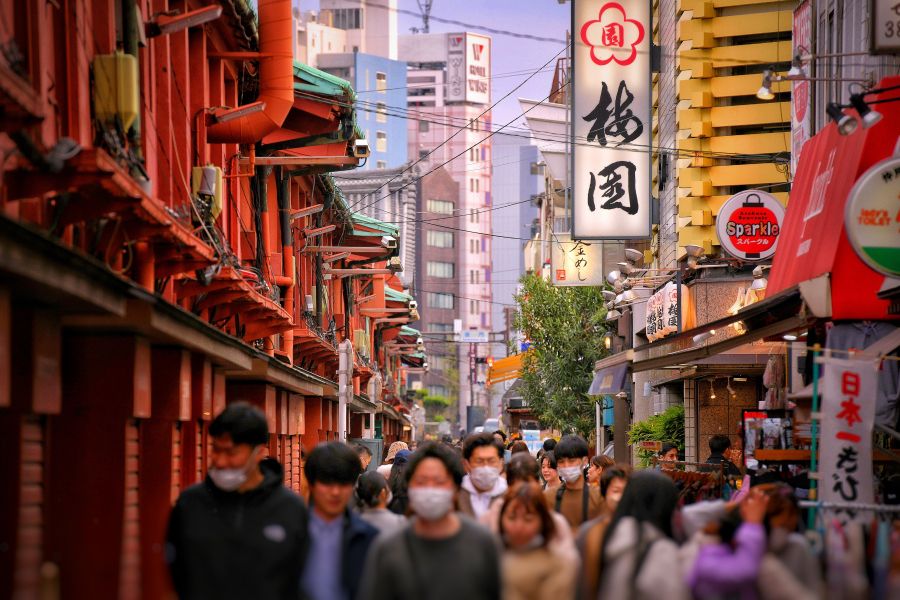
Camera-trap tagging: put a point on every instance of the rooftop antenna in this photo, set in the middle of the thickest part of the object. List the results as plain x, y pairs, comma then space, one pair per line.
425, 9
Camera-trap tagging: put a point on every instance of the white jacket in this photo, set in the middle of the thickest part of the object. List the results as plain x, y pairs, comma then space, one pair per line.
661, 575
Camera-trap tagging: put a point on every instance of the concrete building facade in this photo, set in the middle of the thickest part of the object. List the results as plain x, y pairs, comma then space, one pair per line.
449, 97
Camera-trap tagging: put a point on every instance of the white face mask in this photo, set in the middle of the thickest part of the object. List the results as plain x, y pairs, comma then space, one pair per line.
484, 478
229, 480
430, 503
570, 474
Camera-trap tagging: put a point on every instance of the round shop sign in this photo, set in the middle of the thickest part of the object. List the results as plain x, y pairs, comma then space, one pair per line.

####################

_Task instructions_
When you retype the material above, keep every word exact and drop the images.

_Task answer_
Camera-trap tagging: put a point on every instance of the rooftop antenna in this photo, set in the middle of the thickest part of the object. List the results as plain x, y pairs, comma then space, one pair per line.
425, 9
Camera-trap tagging: put a point on every instance of the white jacket in this photo, set in the middle of the thickest part of the object. List the results as plain x, y pairs, comma then space, one pair per line.
661, 575
Camera-trap tagging: put a point on every instance of the concrete building facade in this photo, set in the middle of the thickest part of the object. List the results as plain x, y pairs, comma then space, one pair per line.
449, 97
Camera-trap tagging: put a point on every instance of the white face mask in this photo, set in the middle of the thickest part of the object. List the results as plain x, y pairs, comma then space, one pair per line.
484, 478
229, 480
430, 503
570, 474
Camera-trap tagging: put a point on every instance of the round shop sign in this photo, set in the middle of the thickest part of the object. List the results as plain x, y pairs, comma then space, one pair per line.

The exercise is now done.